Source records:
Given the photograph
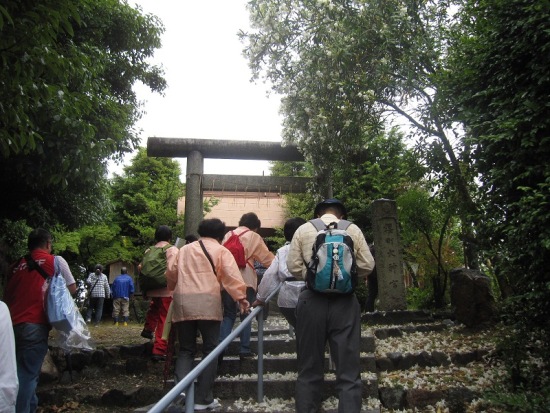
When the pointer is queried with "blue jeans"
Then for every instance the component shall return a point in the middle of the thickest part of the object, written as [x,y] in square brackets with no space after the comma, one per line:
[31,346]
[229,316]
[96,303]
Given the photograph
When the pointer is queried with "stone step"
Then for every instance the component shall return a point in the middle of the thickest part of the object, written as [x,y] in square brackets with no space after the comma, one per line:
[397,317]
[274,364]
[285,344]
[399,331]
[282,386]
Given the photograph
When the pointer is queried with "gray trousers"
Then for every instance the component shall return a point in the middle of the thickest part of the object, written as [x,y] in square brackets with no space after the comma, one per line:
[187,335]
[336,320]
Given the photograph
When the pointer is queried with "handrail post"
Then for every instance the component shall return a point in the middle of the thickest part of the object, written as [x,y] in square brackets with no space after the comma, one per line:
[260,319]
[190,398]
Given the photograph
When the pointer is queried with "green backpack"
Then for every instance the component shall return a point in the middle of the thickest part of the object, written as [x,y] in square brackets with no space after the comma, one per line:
[153,269]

__Written request__: Print all of the entries word for word. Skip any images they contain.

__Result of this exercise__:
Given the photograph
When the pointer is queried with "blue jeans"
Then for every instance the component shall return a point in the middle of the thickest part of the object, written as [x,y] in square brackets with no space after the comma, one per line:
[31,346]
[229,316]
[96,303]
Given the photograph
When the pointer is queried with "stone step"
Then for every instance the component shall return a point in the middle of the thickest part of the object, written as [x,y] in square brackets with no space after the comma, one per line:
[397,317]
[274,364]
[285,344]
[399,331]
[282,386]
Given the photograph
When the pointer is queried with "gray trousers"
Then for every instance the component shall return a point in the middle of the thickest part of the object, written as [x,y] in square brackets with no space after the comma, one per line:
[187,335]
[336,320]
Given the photograph
When the pointer is queried with "handrail post"
Then for every instance the component shall return a point in the middle of the thickest part of the object, written as [x,y] in square brackets with no space after the comma, one per line:
[260,319]
[190,398]
Given the photograph
When the pointer is queried with "green backpack"
Then for every instance the component shall return a point in the middle of the thickest part of the object, written as [x,y] in square brackets with no space after the comma, one per line:
[153,269]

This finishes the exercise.